TASK
Please format the records below, from the first line up to and including the line with "0 438 482 796", as a JSON list of strings, one string per line, with blank lines left out.

***

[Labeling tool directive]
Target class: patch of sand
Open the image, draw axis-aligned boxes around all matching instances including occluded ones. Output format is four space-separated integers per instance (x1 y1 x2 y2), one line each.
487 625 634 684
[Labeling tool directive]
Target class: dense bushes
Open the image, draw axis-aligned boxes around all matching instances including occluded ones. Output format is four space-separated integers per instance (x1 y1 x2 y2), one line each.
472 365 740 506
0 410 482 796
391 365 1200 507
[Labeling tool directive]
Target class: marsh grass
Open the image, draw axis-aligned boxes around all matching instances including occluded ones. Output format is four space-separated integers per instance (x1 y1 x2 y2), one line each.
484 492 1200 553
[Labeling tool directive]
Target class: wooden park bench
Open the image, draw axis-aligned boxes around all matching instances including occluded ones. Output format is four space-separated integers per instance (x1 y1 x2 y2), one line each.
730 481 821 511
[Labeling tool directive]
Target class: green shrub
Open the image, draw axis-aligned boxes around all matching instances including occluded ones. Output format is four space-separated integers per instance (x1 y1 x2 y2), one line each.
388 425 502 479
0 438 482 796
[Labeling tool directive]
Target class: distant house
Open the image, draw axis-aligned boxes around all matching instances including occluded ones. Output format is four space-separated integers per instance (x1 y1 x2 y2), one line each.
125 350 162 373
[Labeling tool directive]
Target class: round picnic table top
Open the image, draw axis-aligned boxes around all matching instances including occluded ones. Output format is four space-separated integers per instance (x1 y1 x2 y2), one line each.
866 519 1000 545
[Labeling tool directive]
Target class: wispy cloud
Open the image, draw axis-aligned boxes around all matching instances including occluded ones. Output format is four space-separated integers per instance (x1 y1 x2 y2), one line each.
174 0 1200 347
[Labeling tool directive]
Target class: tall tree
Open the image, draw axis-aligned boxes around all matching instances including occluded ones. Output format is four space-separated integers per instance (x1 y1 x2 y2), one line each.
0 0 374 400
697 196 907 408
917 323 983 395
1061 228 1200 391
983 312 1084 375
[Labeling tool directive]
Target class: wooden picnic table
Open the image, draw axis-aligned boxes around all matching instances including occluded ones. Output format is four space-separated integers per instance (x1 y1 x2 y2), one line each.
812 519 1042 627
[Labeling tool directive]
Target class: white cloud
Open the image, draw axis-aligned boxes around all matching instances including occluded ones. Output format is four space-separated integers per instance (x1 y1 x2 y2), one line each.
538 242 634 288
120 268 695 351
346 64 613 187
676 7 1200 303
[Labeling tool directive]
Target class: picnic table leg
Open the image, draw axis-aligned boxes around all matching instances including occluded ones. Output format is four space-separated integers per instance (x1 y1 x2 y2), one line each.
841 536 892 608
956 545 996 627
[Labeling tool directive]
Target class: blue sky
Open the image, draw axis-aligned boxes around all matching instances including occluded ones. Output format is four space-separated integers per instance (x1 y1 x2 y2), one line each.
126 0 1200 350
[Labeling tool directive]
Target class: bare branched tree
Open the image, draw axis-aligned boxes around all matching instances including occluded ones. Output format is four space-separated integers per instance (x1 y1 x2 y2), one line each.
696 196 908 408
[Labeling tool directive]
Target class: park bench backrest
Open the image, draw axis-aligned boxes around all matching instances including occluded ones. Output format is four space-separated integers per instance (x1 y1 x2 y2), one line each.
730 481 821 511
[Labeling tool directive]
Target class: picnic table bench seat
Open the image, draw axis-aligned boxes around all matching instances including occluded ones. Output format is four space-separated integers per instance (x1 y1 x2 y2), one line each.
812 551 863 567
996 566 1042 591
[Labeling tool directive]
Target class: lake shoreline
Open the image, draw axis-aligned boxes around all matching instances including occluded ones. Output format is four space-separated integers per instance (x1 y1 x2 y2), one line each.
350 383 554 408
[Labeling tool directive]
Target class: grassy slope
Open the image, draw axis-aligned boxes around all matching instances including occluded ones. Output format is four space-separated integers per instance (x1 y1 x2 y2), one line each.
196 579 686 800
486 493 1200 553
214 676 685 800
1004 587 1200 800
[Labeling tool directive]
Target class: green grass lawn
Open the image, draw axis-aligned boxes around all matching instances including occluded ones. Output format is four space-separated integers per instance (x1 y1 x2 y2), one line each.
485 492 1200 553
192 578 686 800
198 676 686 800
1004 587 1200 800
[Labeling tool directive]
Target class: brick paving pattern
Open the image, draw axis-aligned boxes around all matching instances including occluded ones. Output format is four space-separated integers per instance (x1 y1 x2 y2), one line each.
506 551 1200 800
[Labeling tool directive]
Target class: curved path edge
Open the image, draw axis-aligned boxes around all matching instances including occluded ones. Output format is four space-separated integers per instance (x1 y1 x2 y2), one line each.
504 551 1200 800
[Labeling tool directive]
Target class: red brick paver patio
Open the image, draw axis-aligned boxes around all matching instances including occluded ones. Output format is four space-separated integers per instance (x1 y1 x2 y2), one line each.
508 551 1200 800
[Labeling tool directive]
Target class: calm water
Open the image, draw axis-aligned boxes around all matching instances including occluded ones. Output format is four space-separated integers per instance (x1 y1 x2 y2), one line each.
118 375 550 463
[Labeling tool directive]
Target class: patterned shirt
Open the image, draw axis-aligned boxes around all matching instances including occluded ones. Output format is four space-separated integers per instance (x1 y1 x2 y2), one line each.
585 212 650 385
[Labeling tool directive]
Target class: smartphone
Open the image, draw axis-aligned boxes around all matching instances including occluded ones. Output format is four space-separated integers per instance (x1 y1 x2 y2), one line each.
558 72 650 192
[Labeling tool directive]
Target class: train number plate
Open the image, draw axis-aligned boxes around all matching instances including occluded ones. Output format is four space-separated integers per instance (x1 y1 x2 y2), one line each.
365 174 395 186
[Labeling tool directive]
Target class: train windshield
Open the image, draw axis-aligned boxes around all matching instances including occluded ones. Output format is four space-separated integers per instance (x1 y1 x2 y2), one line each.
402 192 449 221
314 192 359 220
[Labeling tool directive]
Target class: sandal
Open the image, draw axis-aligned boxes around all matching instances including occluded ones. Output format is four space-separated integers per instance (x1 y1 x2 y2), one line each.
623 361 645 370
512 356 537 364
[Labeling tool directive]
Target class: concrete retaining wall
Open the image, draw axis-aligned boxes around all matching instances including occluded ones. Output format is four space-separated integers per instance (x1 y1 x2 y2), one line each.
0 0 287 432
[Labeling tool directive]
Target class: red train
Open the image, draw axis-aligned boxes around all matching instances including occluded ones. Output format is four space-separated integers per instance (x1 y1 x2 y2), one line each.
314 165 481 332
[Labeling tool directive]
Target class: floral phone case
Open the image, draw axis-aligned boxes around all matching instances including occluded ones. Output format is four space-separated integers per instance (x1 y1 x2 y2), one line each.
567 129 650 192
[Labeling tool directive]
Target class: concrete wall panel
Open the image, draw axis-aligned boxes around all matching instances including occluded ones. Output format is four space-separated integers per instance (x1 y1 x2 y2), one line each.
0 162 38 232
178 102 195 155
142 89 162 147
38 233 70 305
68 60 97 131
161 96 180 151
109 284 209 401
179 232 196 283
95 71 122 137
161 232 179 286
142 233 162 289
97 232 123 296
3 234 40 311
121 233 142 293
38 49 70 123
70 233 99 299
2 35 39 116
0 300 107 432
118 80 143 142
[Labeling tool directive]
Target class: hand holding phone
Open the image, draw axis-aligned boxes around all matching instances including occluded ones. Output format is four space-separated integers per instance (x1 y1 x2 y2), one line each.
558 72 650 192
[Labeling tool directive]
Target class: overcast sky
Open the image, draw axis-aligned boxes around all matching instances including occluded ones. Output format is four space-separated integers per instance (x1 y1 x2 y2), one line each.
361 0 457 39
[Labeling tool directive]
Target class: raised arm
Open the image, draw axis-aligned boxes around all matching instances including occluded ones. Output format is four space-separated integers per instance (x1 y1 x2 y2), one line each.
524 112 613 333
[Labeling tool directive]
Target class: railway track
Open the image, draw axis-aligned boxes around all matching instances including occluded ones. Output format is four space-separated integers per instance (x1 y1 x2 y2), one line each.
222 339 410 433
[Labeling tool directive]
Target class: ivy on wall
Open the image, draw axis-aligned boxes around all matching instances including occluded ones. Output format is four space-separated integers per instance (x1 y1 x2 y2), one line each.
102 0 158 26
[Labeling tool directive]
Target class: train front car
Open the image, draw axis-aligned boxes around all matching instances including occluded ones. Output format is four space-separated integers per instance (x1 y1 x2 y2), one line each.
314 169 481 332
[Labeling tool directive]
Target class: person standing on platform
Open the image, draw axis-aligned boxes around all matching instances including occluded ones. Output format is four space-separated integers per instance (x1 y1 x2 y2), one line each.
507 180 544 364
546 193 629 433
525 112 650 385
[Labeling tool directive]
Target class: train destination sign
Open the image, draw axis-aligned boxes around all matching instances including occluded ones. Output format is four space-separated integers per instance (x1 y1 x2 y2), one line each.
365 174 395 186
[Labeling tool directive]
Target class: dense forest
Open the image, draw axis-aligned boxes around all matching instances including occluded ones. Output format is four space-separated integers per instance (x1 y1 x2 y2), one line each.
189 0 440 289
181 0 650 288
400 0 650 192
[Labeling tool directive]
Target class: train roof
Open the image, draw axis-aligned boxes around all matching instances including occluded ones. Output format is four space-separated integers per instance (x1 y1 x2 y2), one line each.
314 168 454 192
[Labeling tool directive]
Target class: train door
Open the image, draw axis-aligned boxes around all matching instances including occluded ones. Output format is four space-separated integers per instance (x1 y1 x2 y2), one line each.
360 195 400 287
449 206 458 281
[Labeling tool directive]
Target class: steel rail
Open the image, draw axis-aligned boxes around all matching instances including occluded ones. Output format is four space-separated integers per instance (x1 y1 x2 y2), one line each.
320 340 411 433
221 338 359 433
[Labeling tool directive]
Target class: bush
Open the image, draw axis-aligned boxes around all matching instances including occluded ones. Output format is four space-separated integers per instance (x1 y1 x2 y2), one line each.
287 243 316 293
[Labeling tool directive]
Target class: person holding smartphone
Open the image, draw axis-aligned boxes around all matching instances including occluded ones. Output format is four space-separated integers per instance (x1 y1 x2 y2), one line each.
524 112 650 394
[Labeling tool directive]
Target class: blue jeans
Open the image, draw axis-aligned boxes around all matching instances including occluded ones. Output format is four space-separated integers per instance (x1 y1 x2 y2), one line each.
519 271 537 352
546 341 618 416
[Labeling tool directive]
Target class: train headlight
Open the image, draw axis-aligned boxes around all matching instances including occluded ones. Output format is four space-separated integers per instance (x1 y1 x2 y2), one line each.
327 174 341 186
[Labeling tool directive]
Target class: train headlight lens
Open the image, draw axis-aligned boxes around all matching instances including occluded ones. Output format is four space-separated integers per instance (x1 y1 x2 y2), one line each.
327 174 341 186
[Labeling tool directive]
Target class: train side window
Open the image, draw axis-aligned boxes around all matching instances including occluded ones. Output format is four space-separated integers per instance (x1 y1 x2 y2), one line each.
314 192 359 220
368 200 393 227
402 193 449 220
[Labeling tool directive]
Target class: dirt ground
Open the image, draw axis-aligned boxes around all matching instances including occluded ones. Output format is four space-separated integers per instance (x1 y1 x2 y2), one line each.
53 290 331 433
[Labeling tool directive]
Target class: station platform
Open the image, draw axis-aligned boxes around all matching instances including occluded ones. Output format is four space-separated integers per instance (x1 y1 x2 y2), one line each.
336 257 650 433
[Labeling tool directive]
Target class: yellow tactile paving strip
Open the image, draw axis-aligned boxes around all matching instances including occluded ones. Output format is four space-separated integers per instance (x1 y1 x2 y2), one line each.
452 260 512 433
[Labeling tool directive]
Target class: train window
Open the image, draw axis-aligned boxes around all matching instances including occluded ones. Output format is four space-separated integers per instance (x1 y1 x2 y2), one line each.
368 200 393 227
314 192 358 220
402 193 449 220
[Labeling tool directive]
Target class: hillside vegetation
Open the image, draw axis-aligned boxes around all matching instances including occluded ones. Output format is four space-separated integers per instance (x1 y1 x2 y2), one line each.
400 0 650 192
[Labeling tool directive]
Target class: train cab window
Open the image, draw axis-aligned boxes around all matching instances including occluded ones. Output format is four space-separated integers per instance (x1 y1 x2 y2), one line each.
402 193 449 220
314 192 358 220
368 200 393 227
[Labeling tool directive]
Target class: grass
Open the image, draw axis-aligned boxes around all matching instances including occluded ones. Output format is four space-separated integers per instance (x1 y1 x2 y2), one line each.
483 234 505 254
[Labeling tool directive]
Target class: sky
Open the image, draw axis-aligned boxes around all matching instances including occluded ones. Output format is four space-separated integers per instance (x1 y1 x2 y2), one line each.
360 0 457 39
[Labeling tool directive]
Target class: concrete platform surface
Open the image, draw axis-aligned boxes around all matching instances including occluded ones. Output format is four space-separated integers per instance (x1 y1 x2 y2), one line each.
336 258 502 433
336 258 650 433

***

OUTPUT BELOW
[
  "[Labeling tool directive]",
  "Target class: patch of sand",
  "Open the image, draw axis-aligned boxes around all matching instances including occluded ones. Output format is four space-separated integers per instance (x1 y1 x2 y2), one line each.",
  "487 625 634 684",
  "[Labeling tool directive]",
  "Target class: dense bushes",
  "Open the image, draw axis-aligned boxes around all matching instances including occluded ones. Output format is four space-separated integers per instance (x1 y1 x2 y2), one line each.",
  "472 365 740 506",
  "0 410 482 796",
  "391 365 1200 507",
  "[Labeling tool directive]",
  "Target class: marsh grass",
  "Open the image, draw axis-aligned boxes around all matching instances including occluded ones. Output format is four space-separated integers per instance (x1 y1 x2 y2), one line each.",
  "484 492 1200 553",
  "[Labeling tool directive]",
  "Target class: wooden park bench",
  "Open the image, draw axis-aligned boxes around all matching instances including occluded ones. Output format is four space-separated integers per instance (x1 y1 x2 y2), one line each.",
  "730 481 821 511",
  "[Labeling tool directive]",
  "Target class: green shrub",
  "Open the image, draw axis-aligned boxes around all matching instances including occluded ones. Output format is four space-separated integers per instance (x1 y1 x2 y2), one line each.",
  "388 425 502 479",
  "0 438 482 796"
]